JOB: According to the guide on Prometheus long-term storage, what is the default retention period for Prometheus?

Skip to main content

Long-term Storage Solutions

Introduction

Prometheus is designed primarily as a real-time monitoring system with a focus on operational metrics and alerting. By default, Prometheus stores time-series data on local disk, which works well for short-term storage and immediate querying. However, this approach presents challenges for long-term storage:

  • Limited scalability for large volumes of historical data
  • Potential data loss during server failures
  • Difficulties with long-term data analysis and trend observation

This guide explores solutions for extending Prometheus' capabilities to store metrics data for longer periods, enabling historical analysis while maintaining performance.

Understanding Prometheus Storage Limitations

Before diving into long-term storage solutions, let's understand the default storage approach in Prometheus:

By default, Prometheus:

  • Uses a custom time-series database format (TSDB) on local disk
  • Offers configurable retention periods (default is 15 days)
  • Provides good query performance for recent data
  • Is not optimized for long-term storage or querying historical data

Let's examine the standard configuration for retention in Prometheus:

yaml
# prometheus.yml
storage:
tsdb:
path: /path/to/data
retention:
time: 15d # Data retention period (15 days)
size: 50GB # Maximum storage size (50GB)

Remote Storage Solutions

The recommended approach for long-term storage is using Prometheus' remote write and remote read APIs to integrate with external storage systems.

How Remote Storage Works

Prometheus can be configured to:

  • Continue storing recent data locally for fast queries
  • Forward data to remote storage systems for long-term retention
  • Query remote systems when historical data is requested

1. Thanos

Thanos extends Prometheus for unlimited storage capacity and global query view.

yaml
# prometheus.yml with Thanos Sidecar
storage:
tsdb:
path: /path/to/data
retention:
time: 2d
remote_write:
- url: http://thanos-receive:19291/api/v1/receive

Key features:

  • Global query view across multiple Prometheus instances
  • Unlimited retention through object storage (S3, GCS, etc.)
  • Downsampling for efficient long-term storage
  • High availability setup

2. Cortex

Cortex provides a horizontally scalable, highly available, multi-tenant Prometheus solution.

yaml
# prometheus.yml with Cortex
remote_write:
- url: http://cortex:9009/api/v1/push
basic_auth:
username: "user"
password: "password"
remote_read:
- url: http://cortex:9009/api/v1/read
basic_auth:
username: "user"

[A few lines]

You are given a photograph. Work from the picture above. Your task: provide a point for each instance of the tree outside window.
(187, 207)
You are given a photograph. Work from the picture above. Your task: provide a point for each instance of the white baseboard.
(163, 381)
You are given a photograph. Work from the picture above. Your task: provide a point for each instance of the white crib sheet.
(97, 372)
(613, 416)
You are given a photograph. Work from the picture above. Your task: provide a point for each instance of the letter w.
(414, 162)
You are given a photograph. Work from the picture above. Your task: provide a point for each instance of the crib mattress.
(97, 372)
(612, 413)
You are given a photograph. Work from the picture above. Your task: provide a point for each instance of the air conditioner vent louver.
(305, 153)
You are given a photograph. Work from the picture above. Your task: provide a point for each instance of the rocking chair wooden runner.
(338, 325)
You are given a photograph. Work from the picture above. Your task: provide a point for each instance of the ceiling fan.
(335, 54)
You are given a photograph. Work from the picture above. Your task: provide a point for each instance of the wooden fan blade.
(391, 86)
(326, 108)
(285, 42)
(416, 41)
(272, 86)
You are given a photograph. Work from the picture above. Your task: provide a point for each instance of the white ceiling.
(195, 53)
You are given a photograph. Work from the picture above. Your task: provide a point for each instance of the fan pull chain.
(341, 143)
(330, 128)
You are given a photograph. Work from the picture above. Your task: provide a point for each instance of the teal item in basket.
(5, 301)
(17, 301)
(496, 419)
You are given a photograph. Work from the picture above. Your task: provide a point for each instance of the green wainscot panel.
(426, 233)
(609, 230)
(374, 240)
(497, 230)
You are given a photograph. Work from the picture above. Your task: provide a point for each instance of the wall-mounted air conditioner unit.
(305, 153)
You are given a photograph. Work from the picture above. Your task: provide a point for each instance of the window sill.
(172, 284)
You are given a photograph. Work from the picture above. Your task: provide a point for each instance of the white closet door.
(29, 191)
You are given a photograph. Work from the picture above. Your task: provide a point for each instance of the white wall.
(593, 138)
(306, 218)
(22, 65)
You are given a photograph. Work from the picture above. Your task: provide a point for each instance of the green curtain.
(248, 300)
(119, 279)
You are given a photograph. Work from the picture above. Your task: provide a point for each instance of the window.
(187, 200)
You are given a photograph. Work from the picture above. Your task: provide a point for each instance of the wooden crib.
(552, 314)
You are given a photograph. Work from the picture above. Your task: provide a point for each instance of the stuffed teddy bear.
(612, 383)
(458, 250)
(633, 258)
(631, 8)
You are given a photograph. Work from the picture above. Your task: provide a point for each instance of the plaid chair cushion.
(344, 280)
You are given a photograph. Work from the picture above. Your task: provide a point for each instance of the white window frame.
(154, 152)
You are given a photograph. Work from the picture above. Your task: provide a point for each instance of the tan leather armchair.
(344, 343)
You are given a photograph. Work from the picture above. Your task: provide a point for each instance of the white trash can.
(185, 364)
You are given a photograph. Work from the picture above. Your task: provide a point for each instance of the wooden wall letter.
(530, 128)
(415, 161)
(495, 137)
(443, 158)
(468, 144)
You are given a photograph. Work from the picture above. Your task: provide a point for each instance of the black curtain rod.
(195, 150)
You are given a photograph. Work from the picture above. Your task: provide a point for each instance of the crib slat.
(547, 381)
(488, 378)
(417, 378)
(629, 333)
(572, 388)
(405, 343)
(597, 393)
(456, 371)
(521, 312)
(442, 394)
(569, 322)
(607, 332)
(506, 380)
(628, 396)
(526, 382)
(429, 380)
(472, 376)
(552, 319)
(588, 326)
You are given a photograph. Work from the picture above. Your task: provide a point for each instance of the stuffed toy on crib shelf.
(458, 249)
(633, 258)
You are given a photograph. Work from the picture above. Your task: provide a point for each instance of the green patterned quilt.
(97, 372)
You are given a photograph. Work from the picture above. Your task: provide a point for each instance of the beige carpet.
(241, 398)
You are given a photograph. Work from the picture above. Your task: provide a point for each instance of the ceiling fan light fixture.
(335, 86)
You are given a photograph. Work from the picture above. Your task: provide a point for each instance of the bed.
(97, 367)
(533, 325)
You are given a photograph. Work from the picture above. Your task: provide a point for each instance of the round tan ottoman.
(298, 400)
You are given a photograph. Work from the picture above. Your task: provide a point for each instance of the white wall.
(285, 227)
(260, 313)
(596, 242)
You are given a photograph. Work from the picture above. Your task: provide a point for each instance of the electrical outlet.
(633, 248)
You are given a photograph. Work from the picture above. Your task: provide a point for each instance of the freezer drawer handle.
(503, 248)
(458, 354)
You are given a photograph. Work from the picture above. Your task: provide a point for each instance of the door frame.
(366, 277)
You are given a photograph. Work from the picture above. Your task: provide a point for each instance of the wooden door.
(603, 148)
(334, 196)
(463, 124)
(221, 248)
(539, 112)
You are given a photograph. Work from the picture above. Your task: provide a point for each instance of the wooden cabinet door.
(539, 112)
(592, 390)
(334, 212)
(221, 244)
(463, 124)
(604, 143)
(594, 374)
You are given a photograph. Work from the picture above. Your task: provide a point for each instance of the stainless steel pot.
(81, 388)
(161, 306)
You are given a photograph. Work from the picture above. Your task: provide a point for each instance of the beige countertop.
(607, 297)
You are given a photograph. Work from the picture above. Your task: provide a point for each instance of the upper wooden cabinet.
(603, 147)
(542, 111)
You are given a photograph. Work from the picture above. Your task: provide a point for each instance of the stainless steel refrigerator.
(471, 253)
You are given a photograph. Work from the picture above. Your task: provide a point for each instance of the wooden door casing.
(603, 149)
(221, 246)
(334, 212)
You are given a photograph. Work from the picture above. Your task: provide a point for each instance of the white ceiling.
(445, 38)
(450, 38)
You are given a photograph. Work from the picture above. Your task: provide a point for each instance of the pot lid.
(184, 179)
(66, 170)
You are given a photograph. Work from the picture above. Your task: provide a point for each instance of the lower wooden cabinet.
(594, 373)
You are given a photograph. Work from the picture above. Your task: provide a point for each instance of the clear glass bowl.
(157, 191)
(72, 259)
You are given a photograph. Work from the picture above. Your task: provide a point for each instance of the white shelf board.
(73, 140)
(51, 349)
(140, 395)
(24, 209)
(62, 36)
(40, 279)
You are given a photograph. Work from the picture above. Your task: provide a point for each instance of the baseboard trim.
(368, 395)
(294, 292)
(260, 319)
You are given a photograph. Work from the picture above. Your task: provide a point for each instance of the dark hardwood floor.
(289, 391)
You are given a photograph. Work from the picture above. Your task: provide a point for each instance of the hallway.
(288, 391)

WRITTEN RESPONSE: 15 days